Given exercise: Rescale the lines below: write them all out again, requests included, multiplying each coordinate in the answers by 1.65 and rounding to a whole number, with halves rounded up. Leave the pictures out.

(Records of labeled points)
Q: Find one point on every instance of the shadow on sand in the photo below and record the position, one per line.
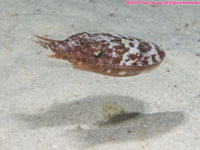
(132, 124)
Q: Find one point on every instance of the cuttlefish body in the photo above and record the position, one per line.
(107, 54)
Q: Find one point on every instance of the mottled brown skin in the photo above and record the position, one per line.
(96, 56)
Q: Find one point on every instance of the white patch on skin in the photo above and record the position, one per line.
(71, 43)
(132, 50)
(122, 73)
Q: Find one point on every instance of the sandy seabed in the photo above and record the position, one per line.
(45, 104)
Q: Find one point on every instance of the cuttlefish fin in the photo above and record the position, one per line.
(57, 56)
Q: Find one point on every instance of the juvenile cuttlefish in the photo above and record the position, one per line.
(107, 54)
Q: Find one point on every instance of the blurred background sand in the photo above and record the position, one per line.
(45, 104)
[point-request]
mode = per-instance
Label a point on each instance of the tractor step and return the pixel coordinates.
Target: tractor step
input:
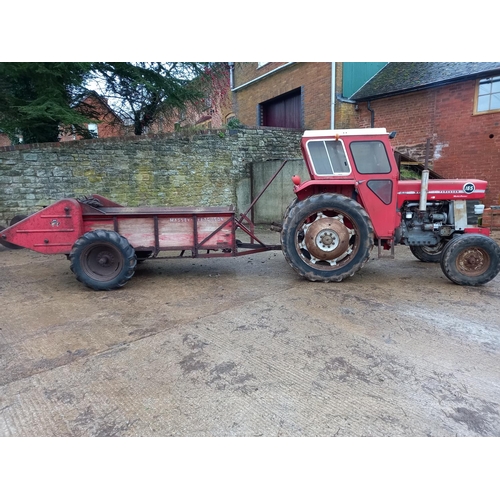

Written response:
Q: Find one point on every instance of the shadow on sand in the photo below and record the position, one per line.
(218, 205)
Q: Find one point on every instance of the cuttlefish body in the photo above and record the position, one per line.
(177, 89)
Q: Find one point on every instance of the mottled brown skin in the photo above and record the position, one per line.
(158, 92)
Q: Find one point on every instance of the white patch on skin in the photo above and record the position, one per line.
(117, 71)
(218, 83)
(201, 120)
Q: Find one point on every instance of the sandy seabed in the photo above and record the position, one per line.
(74, 172)
Q: Find one point on every instance of the cuttlefish fin in the photo above and record the position, one per line.
(94, 92)
Q: Find one point on every instance of the juvenile cuttlefish in the photo above and record the position, one per line.
(177, 89)
Q: Find one point on every instance of the blurred background sand in the photo above and record the position, one per line.
(74, 172)
[point-request]
mode = per-instance
Label a point on each instance of the tractor step and return the pixel coordinates.
Target: tractor step
input:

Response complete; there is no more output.